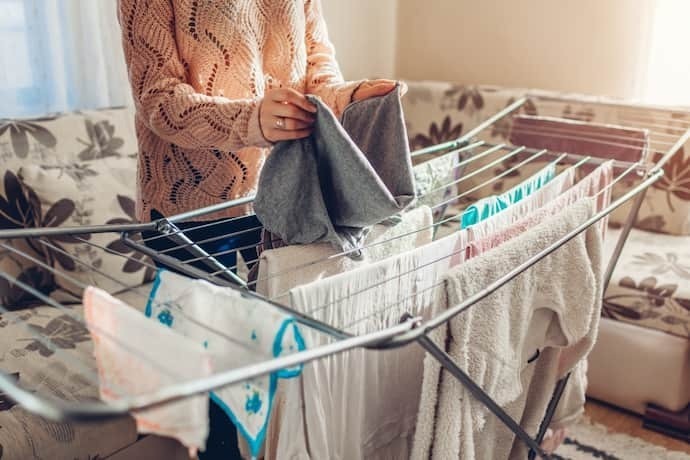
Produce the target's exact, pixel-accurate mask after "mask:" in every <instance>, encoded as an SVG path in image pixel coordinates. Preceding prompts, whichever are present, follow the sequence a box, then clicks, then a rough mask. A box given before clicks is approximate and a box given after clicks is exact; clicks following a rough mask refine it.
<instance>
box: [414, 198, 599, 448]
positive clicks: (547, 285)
mask: <svg viewBox="0 0 690 460" xmlns="http://www.w3.org/2000/svg"><path fill="white" fill-rule="evenodd" d="M593 213H594V209H593V200H585V201H581V202H578V203H576V204H574V205H573V206H571V207H569V208H568V209H566V210H564V211H563V212H561V213H559V214H557V215H556V216H554V217H552V218H550V219H548V220H547V221H545V222H543V223H542V224H540V225H538V226H537V227H535V228H533V229H531V230H530V231H529V232H527V233H524V234H522V235H520V236H518V237H516V238H514V239H512V240H510V241H508V242H506V243H504V244H503V245H501V246H500V247H498V248H495V249H493V250H491V251H489V252H486V253H484V254H482V255H481V256H479V257H476V258H474V259H471V260H469V261H466V262H465V263H464V264H462V265H459V266H458V267H455V268H453V269H452V270H451V272H450V273H449V274H448V275H447V278H446V289H445V296H440V297H439V303H440V306H439V307H438V308H439V309H442V308H449V307H453V306H455V305H458V304H459V303H460V302H461V301H462V299H465V298H467V297H468V296H470V295H472V294H474V293H476V292H478V291H480V290H481V289H482V288H483V287H484V286H486V284H487V283H488V282H490V281H492V280H495V279H497V278H498V277H500V276H501V275H503V274H504V273H505V272H506V271H507V270H508V268H509V267H515V266H517V265H518V264H519V263H521V262H524V261H525V260H527V259H528V258H529V257H531V256H533V255H534V254H535V253H537V252H539V251H540V250H543V249H545V248H547V247H548V246H550V245H551V244H553V243H554V242H555V241H557V240H558V239H559V238H560V237H562V236H563V235H565V234H566V233H567V232H568V231H571V230H573V229H574V228H576V227H577V226H578V225H579V224H581V223H582V222H584V221H585V220H587V219H588V218H589V217H591V216H592V215H593ZM601 239H602V238H601V232H600V229H599V228H597V227H596V226H592V227H590V228H589V229H588V230H587V231H586V232H585V233H583V234H581V235H580V236H578V237H576V238H575V239H573V240H572V241H571V242H569V243H568V244H566V245H565V246H563V247H562V248H560V249H559V250H558V251H556V252H555V253H553V254H551V255H550V256H548V257H546V258H545V259H544V260H542V261H540V262H539V263H538V264H536V265H535V266H533V267H532V268H530V269H529V270H527V271H526V272H525V273H523V274H522V275H520V276H518V277H517V278H515V279H514V280H512V281H511V282H510V283H509V284H507V285H506V286H504V287H503V288H501V289H499V290H498V291H496V292H495V293H493V294H492V295H490V296H489V297H487V298H486V299H484V300H482V301H480V302H478V303H477V304H476V305H474V306H473V307H472V308H471V309H469V310H468V311H466V312H463V313H462V314H460V315H458V316H457V317H455V318H454V319H453V320H452V321H451V322H450V325H449V328H448V334H447V335H446V337H443V338H442V340H438V338H436V343H437V344H438V345H439V346H441V347H442V348H443V349H445V350H446V351H447V352H448V353H449V354H450V355H451V356H452V357H453V359H454V360H455V361H456V363H457V364H458V365H459V366H460V367H461V368H462V369H464V370H465V371H466V372H467V373H468V374H469V376H470V377H472V378H473V380H474V381H475V382H477V383H478V384H479V385H480V386H481V387H482V388H483V389H484V390H485V391H486V392H487V393H488V394H489V395H490V396H491V397H492V398H494V400H495V401H496V402H497V403H498V404H499V405H500V406H502V407H503V408H504V409H506V410H507V411H508V413H509V414H510V415H512V416H513V417H514V418H515V419H517V420H520V419H521V418H522V417H523V415H524V414H525V413H526V412H528V410H526V402H527V395H528V394H529V389H530V386H531V385H532V383H534V382H538V381H540V380H539V379H533V378H532V377H533V376H534V373H535V368H536V367H537V366H531V365H530V364H528V361H529V358H530V356H531V355H532V354H533V353H534V351H535V350H534V349H533V348H534V346H535V345H536V346H538V348H540V349H541V350H544V349H549V348H554V349H557V350H558V353H557V354H556V353H555V352H549V353H554V357H551V358H547V359H545V360H544V361H542V358H541V356H540V357H539V359H538V360H537V361H536V362H537V363H548V369H556V372H552V374H553V378H552V379H551V381H552V383H553V384H555V379H556V378H560V377H562V376H563V375H564V373H566V372H568V371H570V370H572V369H573V368H575V367H576V366H577V364H578V363H579V362H580V361H581V360H582V359H584V358H585V357H586V355H587V354H588V353H589V350H590V349H591V346H592V345H593V342H594V340H595V337H596V332H597V327H598V320H599V312H600V308H601V295H602V288H601V287H602V263H601ZM535 328H536V329H535ZM535 337H539V338H540V342H541V343H539V342H534V340H535ZM528 338H530V339H531V340H530V341H528V340H527V339H528ZM549 353H547V355H548V354H549ZM564 356H565V357H566V358H567V359H564ZM427 363H431V359H429V358H427V359H426V360H425V370H424V384H423V393H422V401H421V403H420V418H419V423H418V427H417V432H416V434H415V442H414V451H413V458H420V459H421V458H425V459H426V458H438V459H447V458H461V459H473V460H481V459H487V460H488V459H494V458H508V456H509V453H510V450H511V447H512V445H513V441H514V435H513V433H512V432H511V431H510V430H508V428H506V427H505V426H503V425H502V424H501V423H500V422H498V421H497V420H496V418H495V417H494V416H493V415H487V409H486V408H485V407H484V406H483V405H482V404H481V403H480V402H478V401H477V400H475V399H474V398H473V397H472V396H471V395H470V394H469V392H467V390H466V389H465V388H464V387H463V386H462V385H461V384H460V383H459V382H458V381H457V380H455V379H453V378H452V376H450V375H449V374H447V373H446V372H445V371H444V372H440V370H439V367H438V365H429V366H427ZM541 365H543V366H546V365H547V364H541ZM550 395H551V392H550V391H545V392H541V393H540V398H543V399H540V400H539V401H532V402H531V403H530V404H531V405H533V406H534V407H537V408H538V407H541V405H542V404H545V402H548V399H549V398H550ZM544 407H545V406H544ZM542 416H543V414H542ZM535 418H536V417H535ZM422 422H423V423H424V425H421V424H420V423H422ZM524 428H526V430H527V432H528V433H536V430H537V429H538V424H537V425H536V426H527V427H524Z"/></svg>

- - - -

▸ **Exercise requirements**:
Copy every entry above word for word, omitting the pictures.

▸ **Answer below**:
Produce the target's exact, pixel-accurate mask after "mask:" in every <instance>, encoded as an SVG path in image pixel coordinates. Preceding prompts, whichever are present, follow the sequence a box, then clicks, then a rough mask. A box given before clicks is approximate and a box given after clicks is exact; clicks following a rough mask refine it.
<instance>
box: [414, 198, 599, 448]
positive clicks: (547, 285)
mask: <svg viewBox="0 0 690 460" xmlns="http://www.w3.org/2000/svg"><path fill="white" fill-rule="evenodd" d="M593 213H594V209H593V200H585V201H581V202H578V203H576V204H574V205H573V206H571V207H569V208H568V209H566V210H564V211H563V212H561V213H559V214H557V215H556V216H554V217H552V218H550V219H548V220H547V221H545V222H543V223H542V224H540V225H538V226H537V227H535V228H533V229H531V230H530V231H529V232H527V233H524V234H522V235H520V236H518V237H516V238H514V239H512V240H510V241H508V242H506V243H504V244H503V245H501V246H500V247H498V248H495V249H493V250H491V251H489V252H486V253H484V254H482V255H481V256H479V257H476V258H474V259H471V260H469V261H466V262H465V263H464V264H462V265H459V266H458V267H455V268H453V269H452V270H451V272H450V273H449V274H448V275H447V278H446V289H445V296H440V297H439V303H440V306H439V307H438V308H439V309H442V308H449V307H453V306H455V305H458V304H459V303H460V302H461V301H462V299H465V298H467V297H468V296H470V295H472V294H474V293H476V292H478V291H480V290H481V289H482V288H483V287H484V286H486V284H487V283H488V282H490V281H492V280H495V279H497V278H498V277H500V276H501V275H503V274H504V273H505V272H506V271H507V270H508V268H509V267H515V266H517V265H518V264H519V263H521V262H524V261H525V260H527V259H528V258H529V257H531V256H533V255H534V254H535V253H537V252H539V251H540V250H543V249H545V248H547V247H548V246H550V245H551V244H553V243H554V242H555V241H557V240H558V239H559V238H560V237H562V236H563V235H565V234H566V233H567V232H568V231H571V230H573V229H574V228H576V227H577V226H578V225H579V224H581V223H582V222H584V221H585V220H587V219H588V218H589V217H591V216H592V215H593ZM601 239H602V238H601V232H600V229H599V228H597V227H596V226H592V227H590V228H589V229H588V230H587V231H586V232H585V233H583V234H581V235H580V236H578V237H576V238H575V239H573V240H572V241H571V242H569V243H568V244H566V245H565V246H563V247H562V248H560V249H559V250H558V251H556V252H555V253H553V254H551V255H550V256H548V257H546V258H545V259H544V260H542V261H540V262H539V263H538V264H536V265H535V266H533V267H532V268H530V269H529V270H527V271H526V272H525V273H523V274H522V275H520V276H518V277H517V278H515V279H514V280H512V281H511V282H510V283H509V284H507V285H506V286H504V287H503V288H501V289H499V290H498V291H496V292H495V293H493V294H492V295H490V296H489V297H487V298H486V299H484V300H482V301H480V302H478V303H477V304H476V305H474V306H473V307H472V308H471V309H469V310H468V311H466V312H463V313H462V314H460V315H458V316H457V317H455V318H454V319H453V320H452V321H451V322H450V325H449V328H448V334H447V335H446V337H443V338H442V340H438V338H436V343H437V344H438V345H439V346H441V347H442V348H443V349H445V350H446V351H447V352H448V353H449V354H450V355H451V356H452V357H453V359H454V360H455V361H456V363H457V364H458V365H459V366H460V367H461V368H462V369H464V370H465V371H466V372H467V373H468V374H469V376H470V377H472V378H473V380H474V381H475V382H477V383H478V384H479V385H480V386H481V387H482V388H483V389H484V390H485V391H486V392H487V393H488V394H489V395H490V396H491V397H492V398H494V400H495V401H496V402H497V403H498V404H499V405H500V406H502V407H503V408H504V409H506V410H507V411H508V413H509V414H510V415H512V416H513V417H514V418H515V419H517V420H520V419H521V418H522V417H523V415H524V414H525V413H526V412H528V410H526V402H527V395H528V394H529V389H530V386H531V385H532V383H534V382H538V381H540V380H539V379H533V378H532V377H533V376H534V373H535V368H536V367H537V366H531V365H530V364H528V361H529V358H530V356H531V355H532V354H533V353H534V351H535V350H534V349H533V348H534V346H535V345H536V346H538V348H540V349H541V350H544V349H549V348H554V349H557V350H558V353H557V354H556V353H555V352H549V353H554V357H551V358H547V359H545V360H544V361H542V358H541V356H540V357H539V359H538V360H537V361H536V362H537V363H548V369H556V372H552V374H553V378H552V379H551V381H552V383H553V384H555V379H556V378H560V377H562V376H563V375H564V373H566V372H568V371H570V370H572V369H573V368H575V367H576V366H577V364H578V363H579V362H580V361H581V360H582V359H584V358H585V357H586V355H587V354H588V353H589V350H590V349H591V346H592V345H593V342H594V340H595V337H596V332H597V327H598V320H599V312H600V308H601V295H602V288H601V287H602V263H601ZM535 328H536V329H535ZM535 337H539V338H540V342H541V343H539V342H534V340H535ZM528 338H530V339H531V340H530V341H528V340H527V339H528ZM549 353H547V355H548V354H549ZM564 356H565V357H566V358H567V359H564ZM427 363H431V359H429V358H427V359H426V360H425V370H424V384H423V393H422V401H421V403H420V418H419V423H418V427H417V432H416V434H415V442H414V451H413V458H420V459H421V458H425V459H426V458H438V459H447V458H461V459H473V460H481V459H487V460H488V459H494V458H508V456H509V453H510V450H511V447H512V445H513V441H514V435H513V433H512V432H511V431H510V430H508V428H506V427H505V426H503V425H502V424H501V423H500V422H498V421H497V420H496V418H495V417H494V416H493V415H487V409H486V408H485V407H484V406H483V405H482V404H481V403H480V402H478V401H477V400H475V399H474V398H473V397H472V396H471V395H470V394H469V392H467V390H466V389H465V388H464V387H463V386H462V385H461V384H460V383H459V382H458V381H457V380H455V379H453V378H452V376H450V375H449V374H447V373H446V372H445V371H444V372H440V370H439V367H438V365H429V366H427ZM541 365H543V366H546V365H547V364H541ZM550 395H551V392H550V391H545V392H541V393H540V398H543V399H540V400H539V401H532V402H531V403H530V404H531V405H533V406H534V407H537V408H538V407H541V405H542V404H545V402H548V399H549V398H550ZM544 407H545V406H544ZM542 416H543V414H542ZM535 418H536V417H535ZM422 422H423V423H424V425H421V424H420V423H422ZM524 428H526V430H527V432H528V433H536V430H537V429H538V424H537V425H536V426H527V427H524Z"/></svg>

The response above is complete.